PROBLEM STATEMENT
Output every line of the listing below as a numbered list, skipping blank lines and leaving out the pictures.

Entries on locating named things

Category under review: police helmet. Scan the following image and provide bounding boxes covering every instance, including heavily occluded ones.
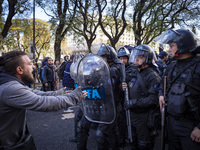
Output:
[129,44,153,67]
[154,29,200,54]
[117,47,130,58]
[97,44,117,63]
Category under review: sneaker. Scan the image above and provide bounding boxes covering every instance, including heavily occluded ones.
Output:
[69,137,77,143]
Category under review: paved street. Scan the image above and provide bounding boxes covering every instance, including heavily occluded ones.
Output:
[27,106,166,150]
[27,107,96,150]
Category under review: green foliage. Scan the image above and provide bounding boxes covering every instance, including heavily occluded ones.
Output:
[3,19,51,56]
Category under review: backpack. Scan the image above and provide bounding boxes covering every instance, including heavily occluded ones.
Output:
[57,62,67,80]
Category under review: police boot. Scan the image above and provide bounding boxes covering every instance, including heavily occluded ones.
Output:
[96,130,109,150]
[77,125,88,150]
[138,141,153,150]
[77,133,88,150]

TASK OUTPUT
1. Category under review: police helmet. Scan the following image and provide bounding boxes covering every instance, including heavily occluded ones.
2. Output:
3. [129,44,153,67]
4. [154,29,200,54]
5. [117,47,130,58]
6. [97,44,117,63]
7. Category under review: sneaker. Scan the image above and provide bounding boxes covering every instance, including heavily occluded ones.
8. Output:
9. [69,137,77,143]
10. Category under review: paved street. Scan the image above and provide bounding boxes covering every instance, including heavily occluded ones.
11. Output:
12. [27,106,166,150]
13. [27,107,96,150]
14. Category under review: green foliage. Scan the image above and provide bounding boxes covering every instance, including heavily occluded ones.
15. Output:
16. [3,19,51,56]
17. Category under review: backpack. Scan the image above and provide bounding boxes covering every instance, including heavily occluded ones.
18. Output:
19. [57,62,67,80]
20. Category under review: police boot. Scan the image above and provide bounding boxes covering every instance, including heavily occluded ones.
21. Output:
22. [96,130,109,150]
23. [77,125,88,150]
24. [138,141,153,150]
25. [77,133,88,150]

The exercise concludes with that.